Region labeling records:

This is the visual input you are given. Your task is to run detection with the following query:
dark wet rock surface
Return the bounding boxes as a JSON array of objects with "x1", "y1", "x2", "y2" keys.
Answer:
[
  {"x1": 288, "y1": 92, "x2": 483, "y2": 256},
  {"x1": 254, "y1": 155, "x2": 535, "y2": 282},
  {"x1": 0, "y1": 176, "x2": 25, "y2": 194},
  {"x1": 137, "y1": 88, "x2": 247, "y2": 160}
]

Your instructions: Repeat these lines word for word.

Exercise answer:
This is the visual input you are given. Your task is to run detection with the following query:
dark wet rock surface
Return the bounding boxes as a JSON array of objects with "x1", "y1", "x2", "y2" keys.
Answer:
[
  {"x1": 288, "y1": 92, "x2": 483, "y2": 256},
  {"x1": 254, "y1": 155, "x2": 535, "y2": 282},
  {"x1": 0, "y1": 176, "x2": 25, "y2": 194},
  {"x1": 137, "y1": 88, "x2": 247, "y2": 160}
]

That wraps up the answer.